** Begin Supplied text **
Molecules

This page describes how molecular models are handled in HARP.

atomcollection

class harp.molecule.atomcollection (atomid, resid, resname, atomnamechain, element, conf, xyz, occupancy, bfactor, hetatom, modelnum, authresid=None)

An atomcollection object stores all information about the molecular models and the methods to manipulate them in HARP.

Attributes

The attributes are named following the PDB naming convention

Variable Descrption
self.natoms int
Number of atoms in the molecule.
self.atomid numpy.ndarray
A 1-D int array of size natoms, containing a numerical id for each individual atom in the molecule.
self.ind numpy.ndarray
A 1-D int array of size natoms, containing the index for each individual atom in the molecule. Is equal to numpy.arange(natoms). Used internally in HARP for indexing.
self.resid numpy.ndarray
A 1-D int array of size natoms, containing a numerical id for the residue for individual atom in the molecule.
self.resname numpy.ndarray
A 1-D string array of size natoms, containing the identity of the residue for each individual atom in the molecule (e.g., Gly, Ala, etc.).
self.element numpy.ndarray
A 1-D string array of size natoms, containing the element identity for each individual atom in the molecule (e.g., C, H, O, N, etc.).
self.atomname numpy.ndarray
A 1-D string array of size natoms, containing the atom identity of each individual atom in a particular residue in the molecule (e.g., CA, CB, N, etc.).
self.chain numpy.ndarray
A 1-D string array of size natoms, containing the identity of the chain for each individual atom in the molecule.
self.xyz numpy.ndarray
A 2-D double array of size [natoms, 3], containing the Cartesian co-ordinates of each individual atom in the molecule.
Note: This must be a double array!
self.occupancy numpy.ndarray
A 1-D double array of size natoms, containing the occupancy for each individual atom in the molecule.
self.bfactor numpy.ndarray
A 1-D double array of size natoms, containing the B-factor for each individual atom in the molecule.
self.hetatom numpy.ndarray
A 1-D bool array of size natoms, indicating whether the atom is a heteroatom entry.
self.authresid numpy.ndarray
A 1-D int array of size natoms, containing the author-provided id for the residue for individual atom in the molecule. Defaults to resid if not provided.
** End Supplied text **
** Begin Supplied material **
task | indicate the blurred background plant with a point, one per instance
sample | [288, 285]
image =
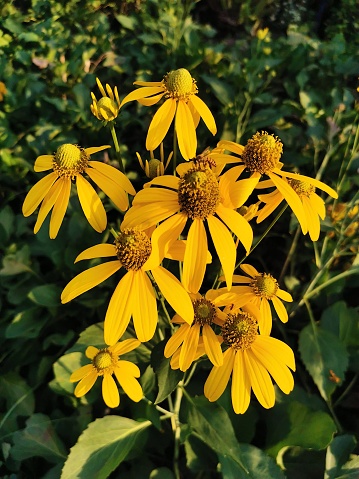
** End Supplied material **
* Your objective
Reproduce word for word the stretch of the HARP molecules page from "self.chain numpy.ndarray" through "a double array!".

* Correct result
self.chain numpy.ndarray
A 1-D string array of size natoms, containing the identity of the chain for each individual atom in the molecule.
self.xyz numpy.ndarray
A 2-D double array of size [natoms, 3], containing the Cartesian co-ordinates of each individual atom in the molecule.
Note: This must be a double array!